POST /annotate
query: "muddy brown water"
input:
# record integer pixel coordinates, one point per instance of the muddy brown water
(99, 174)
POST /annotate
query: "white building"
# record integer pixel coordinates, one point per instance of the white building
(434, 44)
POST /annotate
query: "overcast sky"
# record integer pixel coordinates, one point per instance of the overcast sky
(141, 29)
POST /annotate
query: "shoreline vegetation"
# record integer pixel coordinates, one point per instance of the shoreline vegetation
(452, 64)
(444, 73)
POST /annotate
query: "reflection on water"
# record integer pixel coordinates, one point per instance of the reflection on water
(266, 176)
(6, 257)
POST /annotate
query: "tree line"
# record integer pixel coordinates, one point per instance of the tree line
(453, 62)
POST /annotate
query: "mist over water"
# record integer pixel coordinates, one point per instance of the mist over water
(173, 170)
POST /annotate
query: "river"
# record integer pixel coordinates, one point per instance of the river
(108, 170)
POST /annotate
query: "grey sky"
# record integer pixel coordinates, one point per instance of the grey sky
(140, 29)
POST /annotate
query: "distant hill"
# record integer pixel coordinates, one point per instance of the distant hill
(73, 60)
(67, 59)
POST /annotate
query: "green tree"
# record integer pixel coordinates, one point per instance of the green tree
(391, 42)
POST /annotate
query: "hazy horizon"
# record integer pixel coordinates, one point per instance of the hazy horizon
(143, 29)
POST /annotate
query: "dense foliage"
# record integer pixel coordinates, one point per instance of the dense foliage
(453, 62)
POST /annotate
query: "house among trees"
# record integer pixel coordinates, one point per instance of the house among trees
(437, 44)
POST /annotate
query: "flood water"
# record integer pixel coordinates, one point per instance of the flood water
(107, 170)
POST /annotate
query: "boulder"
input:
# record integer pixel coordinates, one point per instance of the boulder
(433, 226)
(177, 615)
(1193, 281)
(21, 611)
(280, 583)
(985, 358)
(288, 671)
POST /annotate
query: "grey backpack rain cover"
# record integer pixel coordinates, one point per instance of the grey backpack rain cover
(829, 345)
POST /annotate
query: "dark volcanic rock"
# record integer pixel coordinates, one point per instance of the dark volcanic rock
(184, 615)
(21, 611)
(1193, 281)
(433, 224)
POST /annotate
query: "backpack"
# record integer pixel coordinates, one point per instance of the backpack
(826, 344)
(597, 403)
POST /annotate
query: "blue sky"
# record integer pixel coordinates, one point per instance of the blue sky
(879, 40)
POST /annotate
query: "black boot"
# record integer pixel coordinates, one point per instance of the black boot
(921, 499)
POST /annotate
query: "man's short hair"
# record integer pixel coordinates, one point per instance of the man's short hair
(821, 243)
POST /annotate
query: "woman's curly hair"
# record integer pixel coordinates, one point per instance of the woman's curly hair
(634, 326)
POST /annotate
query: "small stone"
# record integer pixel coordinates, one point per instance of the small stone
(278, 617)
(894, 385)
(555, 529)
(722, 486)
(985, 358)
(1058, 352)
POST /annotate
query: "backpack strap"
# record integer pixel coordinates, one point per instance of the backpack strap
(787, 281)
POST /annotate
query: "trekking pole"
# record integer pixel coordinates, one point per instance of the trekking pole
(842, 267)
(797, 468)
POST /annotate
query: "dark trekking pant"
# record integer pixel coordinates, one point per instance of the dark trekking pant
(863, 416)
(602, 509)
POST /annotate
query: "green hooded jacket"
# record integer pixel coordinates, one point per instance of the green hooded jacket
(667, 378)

··········

Work order
Every line of the material should be transcribed without alteration.

Task solution
POST /annotate
query: "muddy brown water"
input:
# record integer pixel coordinates, one point per instance of the muddy brown water
(99, 174)
POST /annotate
query: "white building"
# record integer pixel coordinates, one point per instance of the white building
(434, 44)
POST /annotate
query: "overcast sky"
# record integer pixel coordinates, one point per instance of the overcast sky
(141, 29)
POST /annotate
query: "shoreline vegetation"
# record integer pixel coordinates, one point per instance of the shoreline vegetation
(452, 64)
(444, 73)
POST /annotate
query: "reflection on water"
# record integer pixel coordinates, one point per instance of the reflection on water
(266, 176)
(6, 257)
POST /annotate
query: "tree line"
# record integer pixel coordinates, one point per instance of the tree line
(453, 62)
POST /annotate
query: "mist over water"
# record integer pixel coordinates, one point per instance of the mist over water
(173, 170)
POST /annotate
query: "river"
# record integer pixel coordinates, one point per instance of the river
(108, 170)
POST /annotate
query: "grey sky"
# record integer pixel coordinates, one point per instance of the grey sky
(140, 29)
POST /annotate
query: "distant hill"
# record integer pixel coordinates, one point per instance of the distant hill
(73, 60)
(67, 59)
POST /annotate
query: "green tree"
# record integer pixel coordinates, one point per instance of the green tree
(391, 42)
POST /annotate
query: "hazy horizon"
# record integer pixel coordinates, one point per instance of the hazy horizon
(143, 29)
POST /annotate
query: "dense foliage"
# record integer pixel coordinates, one point per instance of the dense foliage
(453, 62)
POST /annotate
query: "house among trees"
# record integer pixel coordinates, one point per instance of the house among trees
(437, 44)
POST /annotate
query: "flood water"
# record integer pixel coordinates, one point per instance of the flood water
(107, 170)
POST /annotate
query: "boulder"
input:
# record integer pixel coordinates, one point per instance of the boulder
(433, 226)
(177, 615)
(1193, 281)
(21, 611)
(280, 583)
(985, 358)
(288, 671)
POST /annotate
query: "grey backpack rain cover"
# record integer pixel coordinates, one point per instance of the grey backpack rain cover
(829, 345)
POST /annotate
query: "dark volcanic rock"
# record integer pixel coordinates, one point per instance of the dark volcanic rock
(184, 615)
(21, 611)
(1193, 281)
(433, 224)
POST /annotate
query: "backpack"
# record integer pixel coordinates, one point per instance of the backpack
(826, 344)
(597, 403)
POST /annotate
query: "blue sky"
# record integer pixel coordinates, one point per instance of the blue sky
(879, 40)
POST /annotate
query: "black boot"
# record integer pixel coordinates, one point per instance of the black boot
(921, 499)
POST /annotate
query: "man's short hair"
# record integer pixel coordinates, one point per instance of the man's short hair
(821, 243)
POST /annotate
query: "woman's curly hair"
# record integer pixel coordinates, one point per instance of the woman's curly hair
(634, 326)
POST /annotate
query: "small stone"
# record integer pixel coordinates, one point per instance of the small stone
(278, 617)
(894, 385)
(555, 529)
(722, 486)
(985, 358)
(1058, 352)
POST /annotate
query: "backpack strap"
# record integer pixel coordinates, one point per instance of the backpack strap
(787, 281)
POST /annotate
query: "trekking pole"
# record integer pixel coordinates, one point per instance of the trekking pole
(842, 267)
(797, 468)
POST /annotate
query: "dark trekking pant"
# record integer pixel coordinates, one point per instance of the dark trekking pant
(863, 416)
(602, 509)
POST /annotate
query: "green hooded jacket"
# record integer pixel coordinates, one point per instance of the green hooded jacket
(667, 378)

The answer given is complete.